- **Exercise description**
Reproduce every entry with "top-left corner" swapped for "upper-left corner", leaving everything else as it stands.

————————

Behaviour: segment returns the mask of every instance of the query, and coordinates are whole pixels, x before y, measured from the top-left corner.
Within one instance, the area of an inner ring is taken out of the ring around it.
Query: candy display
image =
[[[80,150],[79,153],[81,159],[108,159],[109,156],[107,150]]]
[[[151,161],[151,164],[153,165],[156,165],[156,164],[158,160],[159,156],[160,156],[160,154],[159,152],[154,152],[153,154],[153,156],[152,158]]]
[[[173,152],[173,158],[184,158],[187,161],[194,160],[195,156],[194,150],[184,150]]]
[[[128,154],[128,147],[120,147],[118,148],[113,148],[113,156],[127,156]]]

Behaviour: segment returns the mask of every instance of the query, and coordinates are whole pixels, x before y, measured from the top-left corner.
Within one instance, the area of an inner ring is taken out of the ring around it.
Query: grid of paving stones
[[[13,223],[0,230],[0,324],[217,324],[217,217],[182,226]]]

————————

- **Response**
Behaviour: segment returns the mask of every instance of the query, and coordinates are whole pixels, x before y, measured from the upper-left corner.
Within one instance, the area of an inner ring is taken out of the ring around it.
Query: candy display
image =
[[[80,150],[79,153],[81,159],[108,159],[109,156],[107,150]]]
[[[151,161],[151,164],[153,165],[156,165],[156,164],[158,160],[159,156],[160,156],[160,154],[159,152],[154,152],[153,154],[153,156],[152,158]]]
[[[173,152],[173,158],[184,158],[187,161],[194,160],[195,156],[194,150],[184,150]]]
[[[128,154],[128,147],[120,147],[118,148],[113,148],[113,156],[127,156]]]

Behaviour: segment returns the mask of every instance of the query, and coordinates are whole pixels, x before y, measured from the upper-left corner.
Within one instance, the area of an inner ring is taken out of the ring around it.
Query: grid of paving stones
[[[13,223],[0,230],[0,324],[217,324],[217,217],[182,226]]]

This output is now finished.